- Task prompt -
Scan the lines below for the string "positive" and copy every one that has it.

- Given data -
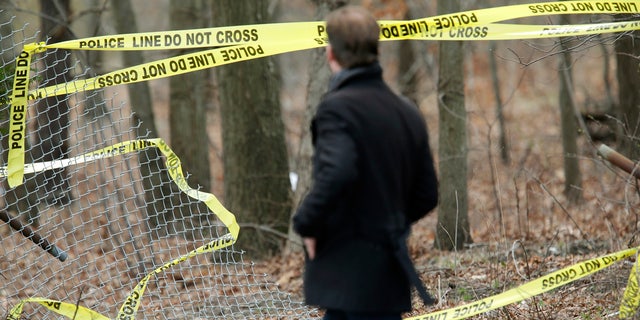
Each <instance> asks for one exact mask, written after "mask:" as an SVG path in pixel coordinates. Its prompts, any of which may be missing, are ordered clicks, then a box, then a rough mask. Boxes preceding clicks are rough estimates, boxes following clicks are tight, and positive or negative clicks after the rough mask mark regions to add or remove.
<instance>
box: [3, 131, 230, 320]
mask: <svg viewBox="0 0 640 320" xmlns="http://www.w3.org/2000/svg"><path fill="white" fill-rule="evenodd" d="M148 147H156V148H158V149H159V150H160V151H161V152H162V154H163V155H164V156H165V158H166V160H165V165H166V167H167V170H168V171H169V175H170V176H171V178H172V180H173V182H174V183H175V184H176V185H177V186H178V188H179V189H180V190H181V191H182V192H184V193H186V194H187V195H188V196H190V197H192V198H194V199H196V200H199V201H202V202H204V203H205V204H206V205H207V207H208V208H209V209H210V210H211V211H212V212H213V213H214V214H215V215H216V216H217V217H218V218H219V219H220V221H222V223H223V224H224V225H225V226H226V227H227V229H229V233H228V234H225V235H223V236H221V237H219V238H216V239H214V240H212V241H210V242H209V243H207V244H205V245H203V246H201V247H199V248H196V249H195V250H193V251H191V252H189V253H187V254H186V255H183V256H181V257H179V258H177V259H175V260H173V261H170V262H168V263H166V264H164V265H162V266H160V267H159V268H157V269H155V270H154V271H153V272H151V273H149V274H147V275H146V276H145V277H144V278H143V279H142V280H141V281H140V282H139V283H138V284H137V285H136V287H135V288H134V289H133V291H132V292H131V293H130V294H129V296H128V297H127V299H126V301H125V303H124V304H123V305H122V307H121V308H120V311H119V313H118V317H117V319H119V320H124V319H134V318H135V314H136V312H137V310H138V308H139V307H140V300H141V299H142V296H143V294H144V291H145V289H146V287H147V283H148V282H149V280H150V279H151V277H152V276H153V275H155V274H159V273H162V272H164V271H165V270H167V269H169V268H171V267H173V266H174V265H177V264H179V263H181V262H182V261H185V260H187V259H189V258H191V257H193V256H196V255H198V254H202V253H207V252H212V251H216V250H219V249H222V248H226V247H228V246H230V245H232V244H234V243H235V241H236V239H237V238H238V233H239V231H240V226H239V225H238V223H237V222H236V218H235V216H234V215H233V214H232V213H231V212H229V211H228V210H227V209H226V208H225V207H224V206H223V205H222V204H221V203H220V201H219V200H218V199H217V198H216V197H215V196H214V195H213V194H210V193H206V192H202V191H198V190H195V189H193V188H191V187H190V186H189V185H188V184H187V181H186V179H185V177H184V174H183V172H182V164H181V161H180V159H179V158H178V156H177V155H176V154H175V153H174V152H173V150H171V148H169V146H168V145H167V144H166V143H165V142H164V140H162V139H159V138H156V139H140V140H131V141H125V142H120V143H117V144H114V145H111V146H109V147H106V148H102V149H99V150H96V151H92V152H89V153H85V154H83V155H79V156H76V157H73V158H70V159H63V160H53V161H46V162H39V163H33V164H27V165H25V166H24V168H23V169H24V172H27V173H35V172H40V171H45V170H52V169H60V168H64V167H67V166H71V165H77V164H83V163H87V162H90V161H95V160H98V159H106V158H110V157H114V156H118V155H123V154H127V153H131V152H135V151H139V150H142V149H146V148H148ZM7 173H8V169H7V167H0V177H6V175H7ZM34 299H35V300H29V299H27V300H23V301H22V302H20V304H19V305H17V306H16V307H15V308H13V309H12V311H11V313H10V314H9V318H8V319H19V318H20V313H21V312H22V305H23V304H24V303H25V302H38V303H40V304H42V305H44V306H45V307H47V308H49V309H50V310H52V311H55V312H58V313H60V314H63V315H65V316H66V315H68V314H69V313H70V312H71V311H72V310H73V311H75V310H76V306H75V305H73V304H61V303H59V302H57V301H54V300H48V299H44V298H34ZM70 308H73V309H72V310H71V309H70ZM61 312H64V313H61ZM105 318H106V317H105ZM81 319H82V318H81ZM88 319H92V318H88Z"/></svg>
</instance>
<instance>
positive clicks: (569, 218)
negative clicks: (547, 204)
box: [533, 176, 591, 243]
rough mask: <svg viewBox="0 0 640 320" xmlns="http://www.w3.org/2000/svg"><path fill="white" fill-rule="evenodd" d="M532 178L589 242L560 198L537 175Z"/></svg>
mask: <svg viewBox="0 0 640 320" xmlns="http://www.w3.org/2000/svg"><path fill="white" fill-rule="evenodd" d="M533 179H534V180H536V182H538V185H540V187H541V188H542V190H544V191H545V192H546V193H547V194H548V195H549V196H551V199H553V201H554V202H555V203H556V204H557V205H558V206H559V207H560V209H562V212H564V213H565V214H566V215H567V217H569V220H571V222H573V224H574V225H575V226H576V228H577V229H578V231H580V235H582V238H583V239H584V240H586V241H587V242H589V243H591V240H590V239H589V238H587V235H586V234H585V233H584V231H582V229H581V228H580V225H578V223H577V222H576V220H574V219H573V217H572V216H571V214H570V213H569V211H568V210H567V209H566V208H565V207H564V206H563V205H562V203H561V202H560V200H558V198H556V196H555V195H554V194H553V193H551V191H549V189H547V186H545V185H544V183H542V181H540V179H538V177H536V176H533Z"/></svg>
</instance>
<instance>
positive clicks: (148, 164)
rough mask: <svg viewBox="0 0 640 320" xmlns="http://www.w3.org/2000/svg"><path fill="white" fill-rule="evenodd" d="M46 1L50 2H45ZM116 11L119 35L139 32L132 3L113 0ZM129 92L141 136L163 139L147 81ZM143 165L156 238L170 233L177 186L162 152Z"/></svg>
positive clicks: (137, 64)
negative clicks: (167, 216)
mask: <svg viewBox="0 0 640 320" xmlns="http://www.w3.org/2000/svg"><path fill="white" fill-rule="evenodd" d="M43 1H46V0H43ZM111 5H112V6H113V10H114V12H113V13H114V14H113V15H114V17H115V18H116V19H115V24H116V29H117V30H118V33H134V32H138V26H137V23H136V18H135V13H134V12H133V9H132V7H131V1H130V0H119V1H112V2H111ZM122 59H123V61H124V65H125V66H134V65H138V64H141V63H143V62H144V57H143V56H142V52H140V51H128V52H123V56H122ZM127 90H128V92H129V103H130V104H131V110H132V111H133V122H134V123H133V124H134V126H136V127H137V132H136V135H137V136H138V137H159V134H158V130H157V129H156V125H155V120H154V115H153V108H152V101H151V91H150V89H149V85H148V83H147V82H138V83H132V84H129V85H127ZM138 161H139V162H140V175H141V176H142V185H143V188H144V191H145V198H146V203H147V207H146V210H147V216H148V217H149V224H150V227H151V228H152V229H154V230H156V231H157V232H158V234H157V235H156V236H162V235H164V234H166V233H167V232H168V231H167V229H166V225H167V220H168V219H167V218H168V217H167V215H170V212H171V211H172V210H173V204H172V203H171V198H172V196H171V195H172V194H173V191H172V190H177V188H172V186H173V183H172V181H171V180H170V179H169V176H168V173H167V172H166V171H162V169H163V168H164V167H165V166H164V160H163V158H162V156H161V154H160V152H159V151H158V150H156V149H155V148H149V149H146V150H143V151H140V153H139V156H138Z"/></svg>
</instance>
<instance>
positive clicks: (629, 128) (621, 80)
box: [615, 16, 640, 161]
mask: <svg viewBox="0 0 640 320" xmlns="http://www.w3.org/2000/svg"><path fill="white" fill-rule="evenodd" d="M620 18H621V19H624V18H625V16H620ZM639 40H640V31H637V30H636V31H632V32H629V33H627V34H625V35H623V36H621V37H619V38H618V39H617V40H616V42H615V51H616V63H617V78H618V100H619V109H618V117H619V119H620V120H621V122H622V124H623V130H621V136H620V137H619V139H618V140H619V141H620V142H621V146H620V152H621V153H622V154H624V155H626V156H627V157H628V158H630V159H632V160H634V161H638V160H640V147H639V144H638V139H639V138H640V74H639V73H638V63H640V59H638V57H639V56H640V44H638V41H639Z"/></svg>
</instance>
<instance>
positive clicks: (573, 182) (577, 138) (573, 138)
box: [558, 17, 582, 204]
mask: <svg viewBox="0 0 640 320" xmlns="http://www.w3.org/2000/svg"><path fill="white" fill-rule="evenodd" d="M566 18H567V17H564V19H562V20H563V23H564V24H569V23H570V21H569V20H568V19H566ZM567 41H568V40H567V39H560V47H561V48H562V54H561V55H560V57H559V58H560V63H559V64H560V65H559V68H558V69H559V79H560V93H559V95H558V99H559V101H558V103H559V104H560V123H561V126H560V127H561V129H562V151H563V152H562V153H563V159H564V176H565V181H564V194H565V196H566V197H567V200H568V201H569V202H570V203H574V204H575V203H579V202H580V200H582V175H581V174H580V163H579V162H578V124H577V121H578V119H576V112H575V110H576V108H575V106H574V104H573V98H572V96H571V95H572V94H573V76H572V72H571V52H570V51H569V46H568V45H567Z"/></svg>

- Result -
Each <instance> asks for one exact mask, written after "mask:" as an SVG path in pixel coordinates. Its prompts, any of which may be missing, are ordered clicks, then a box, then a rough mask. Boxes preceding clicks are rough estimates, boxes following clicks are tight, and positive or negative clicks after the rough mask mark regions to add or remove.
positive clicks: (569, 218)
positive clicks: (148, 164)
positive clicks: (137, 64)
positive clicks: (629, 128) (621, 80)
positive clicks: (573, 182) (577, 138) (573, 138)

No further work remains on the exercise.